TASKS TO COMPLETE ▸
1. From the article below on the album Rise, reproduce the passage that begins at the words "1999 studio album" and stops after the words "international chart performance.".
2. According to the article below on the album Rise, which record label released the album in the United Kingdom, and on what date?

- North American cover, the international edition has the album’s text in center with a reflection.

Studio album by Gabrielle
- Released: 18 October 1999
- Length: 42:45
- Label: Go! Beat; Universal;
- Producer: Jonny Dollar; Richie Fermie; Julian Gallagher; Simon Richmond; Jonathan Shorten; Richard Stannard; Ferdy Unger-Hamilton;

Gabrielle chronology
| Gabrielle (1996) | Rise (1999) | Dreams Can Come True, Greatest Hits Vol. 1 (2001) |

Singles from Rise
- "Sunshine" Released: 27 September 1999; "Rise" Released: 24 January 2000; "When a Woman" Released: 5 June 2000; "Should I Stay" Released: 23 October 2000; "Out of Reach" Released: 9 April 2001;

= Rise (Gabrielle album) =

1999 studio album by Gabrielle

Rise is the third studio album by English singer and songwriter Gabrielle. It was released by Go! Beat Records on 18 October 1999 in the United Kingdom. The album produced several successful singles, including the UK top 10 hit " Sunshine," the UK number-one title track, the top 10 follow-up "When a Woman," the UK top 20 single "Should I Stay" and the later hit "Out of Reach" which earned Platinum certification and achieved strong international chart performance.

Critics generally praised Rise as a polished and sophisticated adult pop and soul album, highlighting Gabrielle’s smooth vocal performance and the production’s blend of classic soul, orchestration, and contemporary influences, though some noted inconsistencies and weaker tracks. Commercially, it was a major success, debuting at number one on the UK Albums Chart, achieving 4× Platinum status, and becoming Gabrielle's biggest international successh, with strong chart performances and certifications across several European territories.

==Promotion==
Rise was preceded by the single "Sunshine," which became a UK top 10 hit. The album's follow-up single, "Rise," was released in 2000 and became another hit single for Gabrielle's biggest hit since "Dreams" (1993), reaching number one on the UK Singles Chart and achieving strong international success, including top 10 placements in Ireland, New Zealand, Norway, Austria, Switzerland, and Sweden, while also charting in Australia and Germany.

EXTRACTED ENTRIES ▸
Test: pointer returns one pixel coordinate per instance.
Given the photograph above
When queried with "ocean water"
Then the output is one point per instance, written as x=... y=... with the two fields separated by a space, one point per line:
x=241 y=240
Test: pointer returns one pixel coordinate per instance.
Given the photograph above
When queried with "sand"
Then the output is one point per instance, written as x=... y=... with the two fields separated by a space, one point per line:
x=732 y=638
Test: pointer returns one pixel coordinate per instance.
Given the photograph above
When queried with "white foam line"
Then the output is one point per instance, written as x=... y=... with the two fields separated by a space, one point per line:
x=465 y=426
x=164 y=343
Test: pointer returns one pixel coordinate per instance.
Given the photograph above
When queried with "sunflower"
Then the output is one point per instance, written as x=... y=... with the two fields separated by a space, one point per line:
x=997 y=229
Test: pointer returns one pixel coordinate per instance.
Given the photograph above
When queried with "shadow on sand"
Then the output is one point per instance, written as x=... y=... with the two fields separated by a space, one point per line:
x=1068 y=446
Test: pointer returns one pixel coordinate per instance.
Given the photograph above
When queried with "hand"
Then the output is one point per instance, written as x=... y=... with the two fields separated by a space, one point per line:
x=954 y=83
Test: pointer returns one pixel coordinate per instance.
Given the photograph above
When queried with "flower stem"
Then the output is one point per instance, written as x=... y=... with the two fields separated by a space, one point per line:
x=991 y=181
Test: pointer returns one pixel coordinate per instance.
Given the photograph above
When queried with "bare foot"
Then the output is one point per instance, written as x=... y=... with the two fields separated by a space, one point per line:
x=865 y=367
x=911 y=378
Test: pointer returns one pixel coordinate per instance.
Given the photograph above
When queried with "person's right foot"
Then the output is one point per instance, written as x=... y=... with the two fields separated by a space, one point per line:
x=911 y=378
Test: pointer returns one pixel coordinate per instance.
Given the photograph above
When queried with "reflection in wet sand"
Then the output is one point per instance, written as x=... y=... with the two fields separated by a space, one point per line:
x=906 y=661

OUTPUTS FOR THE TASKS ▸
1.
1999 studio album by Gabrielle

Rise is the third studio album by English singer and songwriter Gabrielle. It was released by Go! Beat Records on 18 October 1999 in the United Kingdom. The album produced several successful singles, including the UK top 10 hit " Sunshine," the UK number-one title track, the top 10 follow-up "When a Woman," the UK top 20 single "Should I Stay" and the later hit "Out of Reach" which earned Platinum certification and achieved strong international chart performance.

2. Go! Beat Records released it on 18 October 1999.